RECORDS PROVIDED:
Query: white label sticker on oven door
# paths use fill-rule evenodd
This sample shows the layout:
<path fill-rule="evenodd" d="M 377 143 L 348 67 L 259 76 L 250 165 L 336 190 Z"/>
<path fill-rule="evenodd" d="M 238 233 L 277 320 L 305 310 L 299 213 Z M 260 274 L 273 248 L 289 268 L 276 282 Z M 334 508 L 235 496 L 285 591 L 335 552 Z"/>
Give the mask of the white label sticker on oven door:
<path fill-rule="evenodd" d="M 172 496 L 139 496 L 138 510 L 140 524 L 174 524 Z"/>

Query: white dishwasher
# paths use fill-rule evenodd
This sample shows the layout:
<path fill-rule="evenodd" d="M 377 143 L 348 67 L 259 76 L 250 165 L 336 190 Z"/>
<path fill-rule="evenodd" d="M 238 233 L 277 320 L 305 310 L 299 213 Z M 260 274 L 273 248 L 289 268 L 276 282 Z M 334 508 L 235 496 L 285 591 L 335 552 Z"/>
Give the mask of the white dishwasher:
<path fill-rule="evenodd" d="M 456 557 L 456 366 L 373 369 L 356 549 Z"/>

BRIEF:
Print the lines verbatim, starting at the beginning of the items and ending at the line containing "Give the mask of the white label", with both ends included.

COMPLETE ANSWER:
Query: white label sticker on oven door
# paths use fill-rule evenodd
This sample shows the layout:
<path fill-rule="evenodd" d="M 377 143 L 348 67 L 259 76 L 250 165 L 336 190 Z"/>
<path fill-rule="evenodd" d="M 238 233 L 277 320 L 305 310 L 299 213 Z M 260 274 L 273 248 L 289 268 L 276 282 Z M 334 508 L 235 496 L 285 591 L 335 552 Z"/>
Give the mask of the white label sticker on oven door:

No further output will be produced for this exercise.